▶ ESERCIZIO 1: Cita alla lettera il passo del brano sull'acqua ad Aleppo che inizia dalle parole "Per fortuna, le" e termina dopo "monsignore Abou Khazen.".

▶ BRANO ESTRATTO:
┄┄┄┄┄┄
Il problema più grave è quello dell’acqua. Come ha spiegato Formiche.net, i pozzi ci sono, ma nelle mani delle milizie. La fornitura dell’acqua è un’arma di sottomissione. “Passiamo due e fino a tre settimane senza acqua – racconta Abou Khazen – . Le città sono divise in quartieri, quelli sotto il controllo delle forze governative o sotto il controllo dei ribelli. Potete immaginare le condizioni di una città di due milioni di persone senza acqua?”.

NUOVE FERITE

Per fortuna, le chiese e le moschee di Aleppo hanno a disposizione pozzi indipendenti ed è stata ideata una strategia di rifornimento in cui le persone si vengono a prendere l’acqua per portarla a casa. A molti sono venute le ernie al disco, per portare bidoni pesanti sulle scale per cinque, sei piani. “Adesso stiamo attivando delle piccole pompe per fare arrivare l’acqua ad anziani e persone malate”, ha detto monsignore Abou Khazen.
┄┄┄┄┄┄
▶ MATERIALE DI LAVORO:
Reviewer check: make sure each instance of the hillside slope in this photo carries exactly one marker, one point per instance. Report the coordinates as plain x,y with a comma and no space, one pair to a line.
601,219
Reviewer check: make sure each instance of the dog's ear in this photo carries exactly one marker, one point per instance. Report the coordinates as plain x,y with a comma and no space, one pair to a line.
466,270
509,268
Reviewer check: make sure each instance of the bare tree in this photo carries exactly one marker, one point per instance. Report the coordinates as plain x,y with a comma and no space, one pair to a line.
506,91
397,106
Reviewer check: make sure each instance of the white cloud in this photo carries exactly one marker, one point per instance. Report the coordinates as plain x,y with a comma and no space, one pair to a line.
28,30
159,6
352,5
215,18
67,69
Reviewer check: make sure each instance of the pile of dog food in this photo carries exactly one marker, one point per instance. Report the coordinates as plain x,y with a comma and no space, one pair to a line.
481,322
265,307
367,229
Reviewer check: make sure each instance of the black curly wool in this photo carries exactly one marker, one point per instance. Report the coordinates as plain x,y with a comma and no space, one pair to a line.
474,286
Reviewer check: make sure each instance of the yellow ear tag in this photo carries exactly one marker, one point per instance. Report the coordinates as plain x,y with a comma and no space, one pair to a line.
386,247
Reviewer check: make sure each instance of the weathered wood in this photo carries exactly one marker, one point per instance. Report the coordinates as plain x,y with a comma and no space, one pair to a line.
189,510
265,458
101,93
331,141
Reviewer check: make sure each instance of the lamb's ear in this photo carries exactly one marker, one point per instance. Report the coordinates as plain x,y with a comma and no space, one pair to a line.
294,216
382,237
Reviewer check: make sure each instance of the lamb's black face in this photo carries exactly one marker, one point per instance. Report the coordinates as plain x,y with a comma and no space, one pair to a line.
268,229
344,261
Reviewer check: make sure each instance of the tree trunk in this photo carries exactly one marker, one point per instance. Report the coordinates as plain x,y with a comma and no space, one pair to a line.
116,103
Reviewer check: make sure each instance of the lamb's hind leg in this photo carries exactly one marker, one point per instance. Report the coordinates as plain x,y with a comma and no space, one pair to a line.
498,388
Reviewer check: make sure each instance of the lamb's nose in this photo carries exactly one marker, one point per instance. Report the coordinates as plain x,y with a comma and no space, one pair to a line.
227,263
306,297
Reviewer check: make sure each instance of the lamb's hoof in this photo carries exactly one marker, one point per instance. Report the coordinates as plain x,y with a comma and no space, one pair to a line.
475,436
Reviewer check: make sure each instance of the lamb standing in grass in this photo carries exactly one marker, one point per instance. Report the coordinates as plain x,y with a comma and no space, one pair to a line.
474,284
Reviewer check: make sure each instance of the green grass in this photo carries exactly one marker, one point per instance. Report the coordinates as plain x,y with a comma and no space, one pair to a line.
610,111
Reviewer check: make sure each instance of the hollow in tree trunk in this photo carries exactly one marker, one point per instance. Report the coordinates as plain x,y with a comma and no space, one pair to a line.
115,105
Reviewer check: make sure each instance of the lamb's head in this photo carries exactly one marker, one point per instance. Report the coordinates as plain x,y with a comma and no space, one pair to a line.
┄┄┄┄┄┄
▶ ESERCIZIO 2: Estrai dai record ogni riga che contiene la stringa “curly”. Il confronto distingue tra maiuscole e minuscole.

▶ SOLUZIONE 1:
Per fortuna, le chiese e le moschee di Aleppo hanno a disposizione pozzi indipendenti ed è stata ideata una strategia di rifornimento in cui le persone si vengono a prendere l’acqua per portarla a casa. A molti sono venute le ernie al disco, per portare bidoni pesanti sulle scale per cinque, sei piani. “Adesso stiamo attivando delle piccole pompe per fare arrivare l’acqua ad anziani e persone malate”, ha detto monsignore Abou Khazen.

▶ SOLUZIONE 2:
Reviewer check: make sure each instance of the black curly wool in this photo carries exactly one marker, one point per instance. Report the coordinates as plain x,y with a comma and no space, one pair to a line.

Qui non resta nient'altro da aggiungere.